- **YOUR GOAL**
Determine how many lines in the material below contain the string "soil", then state only that count.
╔══
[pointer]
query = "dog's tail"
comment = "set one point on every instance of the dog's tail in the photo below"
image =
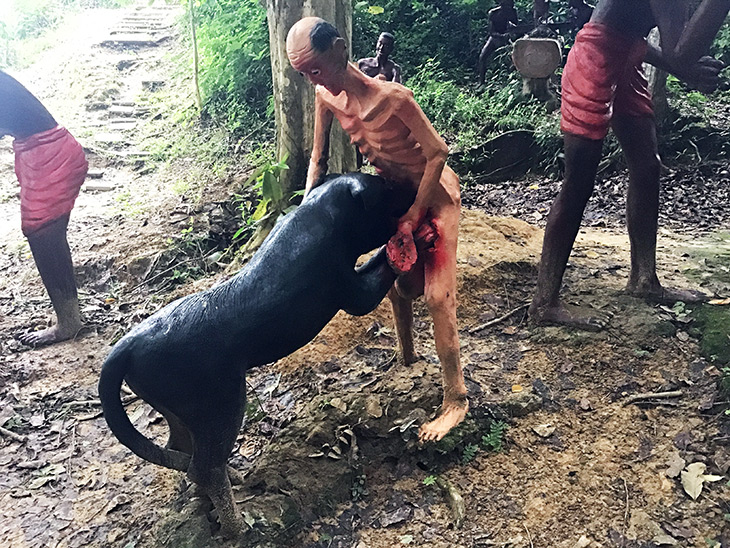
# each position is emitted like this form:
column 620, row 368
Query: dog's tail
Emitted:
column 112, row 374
╚══
╔══
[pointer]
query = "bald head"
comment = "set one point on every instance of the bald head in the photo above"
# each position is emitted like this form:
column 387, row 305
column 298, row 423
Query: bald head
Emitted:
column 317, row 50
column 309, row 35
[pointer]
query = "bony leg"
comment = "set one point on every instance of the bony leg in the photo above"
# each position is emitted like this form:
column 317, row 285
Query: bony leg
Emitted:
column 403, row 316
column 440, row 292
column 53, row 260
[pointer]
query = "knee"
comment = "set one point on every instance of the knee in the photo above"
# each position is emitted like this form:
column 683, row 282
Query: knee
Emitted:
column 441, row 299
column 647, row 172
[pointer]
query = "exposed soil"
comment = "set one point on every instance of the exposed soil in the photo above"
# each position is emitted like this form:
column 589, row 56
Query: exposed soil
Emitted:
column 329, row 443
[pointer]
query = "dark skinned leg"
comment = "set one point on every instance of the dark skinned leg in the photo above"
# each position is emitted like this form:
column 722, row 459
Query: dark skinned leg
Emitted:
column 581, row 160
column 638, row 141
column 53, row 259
╚══
- **RESPONSE TO THE EXERCISE**
3